AGM Statement

AGM Statement

At an Annual General Meeting of Albion Venture Capital Trust PLC, duly convened and held at the City of London Club, 19 Old Broad Street, London on 13 August 2018 the following resolutions were passed:

Ordinary resolutions numbers 1 to 8 were passed. The following items of Special Business were passed of which resolutions 9 and 10 were passed as ordinary resolutions and 11 to 13 were passed as special resolutions.

Special Business
9.         Change of investment policy
That the Company’s current investment policy be replaced by the following:

The Company will invest in a broad portfolio of smaller, unquoted growth businesses across a variety of sectors including higher risk technology companies. Investments may take the form of equity or a mixture of equity and loans.

Allocation of funds will be determined by the investment opportunities which become available but efforts will be made to ensure that the portfolio is diversified both in terms of sector and stage of maturity of company. Funds held pending investment or for liquidity purposes will be held as cash on deposit.

Risk diversification and maximum exposures
Risk is spread by investing in a number of different businesses within venture capital trust qualifying industry sectors. The maximum amount which the Company will invest in a single portfolio company is 15 per cent. of the Company’s assets at cost, thus ensuring a spread of investment risk. The value of an individual investment may increase over time as a result of trading progress and it is possible that it may grow in value to a point where it represents a significantly higher proportion of total assets prior to a realisation opportunity being available.

Gearing
The Company’s maximum exposure in relation to gearing is restricted to 10 per cent. of the adjusted share capital and reserves.

10.       Authority to allot shares
That the Directors be generally and unconditionally authorised in accordance with section 551 of the Companies Act 2006 (the “Act”) to allot shares of nominal value 1 penny per share in the Company up to an aggregate nominal amount of £192,486 representing approximately 20 per cent. of the total Ordinary share capital as at the date of the Notice, provided that this authority shall expire 15 months from the date that this resolution is passed, or at the conclusion of the next Annual General Meeting, whichever is earlier, but so that the Company may, before the expiry of such period, make an offer or agreement which would or might require shares to be allotted after the expiry of such period and the Directors may allot shares pursuant to such an offer or agreement as if the authority had not expired.

11. Authority for the disapplication of pre-emption rights
That the Directors be empowered, pursuant to section 570 of the Act, to allot equity securities (within the meaning of section 560 of the Act) for cash pursuant to the authority conferred by resolution number 10 and/or to sell ordinary shares held by the Company as treasury shares for cash as if section 561(1) of the Act did not apply to any such allotment or sale.

(Data records)
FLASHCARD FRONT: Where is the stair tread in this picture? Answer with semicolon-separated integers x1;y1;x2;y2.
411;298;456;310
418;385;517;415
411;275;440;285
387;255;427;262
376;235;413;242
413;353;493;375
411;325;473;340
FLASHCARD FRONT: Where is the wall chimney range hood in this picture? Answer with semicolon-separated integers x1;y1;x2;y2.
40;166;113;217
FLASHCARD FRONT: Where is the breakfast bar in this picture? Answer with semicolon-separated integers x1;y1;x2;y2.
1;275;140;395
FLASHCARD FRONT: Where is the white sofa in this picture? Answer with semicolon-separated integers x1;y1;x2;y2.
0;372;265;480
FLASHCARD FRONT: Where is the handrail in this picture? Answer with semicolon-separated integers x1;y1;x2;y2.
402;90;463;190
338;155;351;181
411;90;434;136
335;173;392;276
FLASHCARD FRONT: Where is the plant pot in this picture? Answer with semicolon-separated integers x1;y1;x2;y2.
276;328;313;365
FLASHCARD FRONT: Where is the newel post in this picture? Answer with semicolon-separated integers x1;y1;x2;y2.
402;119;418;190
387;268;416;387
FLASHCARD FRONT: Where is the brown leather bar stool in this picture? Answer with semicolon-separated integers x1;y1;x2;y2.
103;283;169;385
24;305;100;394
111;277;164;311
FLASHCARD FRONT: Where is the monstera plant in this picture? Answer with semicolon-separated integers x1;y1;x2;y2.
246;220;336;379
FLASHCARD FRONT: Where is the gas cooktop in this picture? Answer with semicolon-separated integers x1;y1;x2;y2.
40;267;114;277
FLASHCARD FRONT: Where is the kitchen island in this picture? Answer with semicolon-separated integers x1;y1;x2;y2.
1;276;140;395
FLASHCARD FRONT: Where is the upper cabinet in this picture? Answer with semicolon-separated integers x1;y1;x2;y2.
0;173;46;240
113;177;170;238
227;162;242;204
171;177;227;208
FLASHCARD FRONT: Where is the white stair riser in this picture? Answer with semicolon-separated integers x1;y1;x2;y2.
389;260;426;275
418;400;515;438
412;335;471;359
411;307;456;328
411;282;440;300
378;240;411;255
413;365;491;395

▶ [Things to do]:
(a) In the AGM statement, what is the maximum amount the Company will invest in a single portfolio company?
(b) Copy the part of the AGM statement that opens with the words containing "Risk diversification and" and closes with "opportunity being available.".
The data records were drawn from a separate source.

▶ [Task-by-task solutions]:
(a) 15 per cent of the Company's assets at cost.

(b)
Risk diversification and maximum exposures
Risk is spread by investing in a number of different businesses within venture capital trust qualifying industry sectors. The maximum amount which the Company will invest in a single portfolio company is 15 per cent. of the Company’s assets at cost, thus ensuring a spread of investment risk. The value of an individual investment may increase over time as a result of trading progress and it is possible that it may grow in value to a point where it represents a significantly higher proportion of total assets prior to a realisation opportunity being available.